## SET OF TASKS
(A) In the gas fireplace thread, how wide is the wall where the fireplace will be installed?
(B) Write the next part of the gas fireplace thread, picking up after its final sentence.

## DOCUMENT
____________________
# Beginning to look for a gas fireplace



## schlot (Mar 28, 2013)

Looking at a gas fireplace for a family room for a friend in a new house. They don't want a "builders grade" and they can't afford top of the line. It's purely for pleasure as the house will have geothermal.The wall and room they are putting it in large, 400sf or so and the wall is 20' wide.

Any advice on what brands to look for?


----------



## DAKSY (Mar 28, 2013)

schlot said:


> Looking at a gas fireplace for a family room for a friend in a new house. They don't want a "builders grade" and they can't afford top of the line. It's purely for pleasure as the house will have geothermal.The wall and room they are putting it in large, 400sf or so and the wall is 20' wide.
> 
> Any advice on what brands to look for?


 
Have your friend talk to his builder. Many hearthshops will offer fire place upgrades thru the builder. It can be as simple as going to the hearth shop that works with the builder & talking to the builder sales rep.
____________________
## DATA
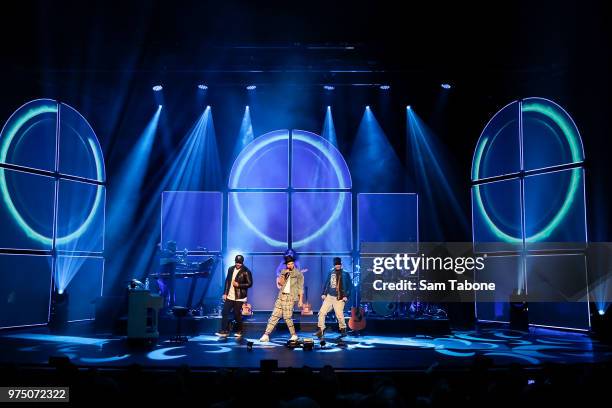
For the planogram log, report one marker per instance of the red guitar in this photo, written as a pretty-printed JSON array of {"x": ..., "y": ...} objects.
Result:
[{"x": 357, "y": 321}]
____________________
## WRITTEN RESPONSES
(A) 20 feet wide.

(B)
----------



## sticks (Mar 30, 2013)

I would look real hard at Kozy. They are a smaller company but great people. I am not sure where you are in Iowa but they are made just north of there in Minnesota. We have been selling them for sometime now and pretty trouble free with a nice flame.


----------



## Ironhorse74 (Apr 11, 2013)

Id you want an Iowa fireplace get a Mendota


----------



## John Gabel (Apr 14, 2013)

I put in a Mendota last fall.  We have been very happy with it. Looks good and warms the room nicely.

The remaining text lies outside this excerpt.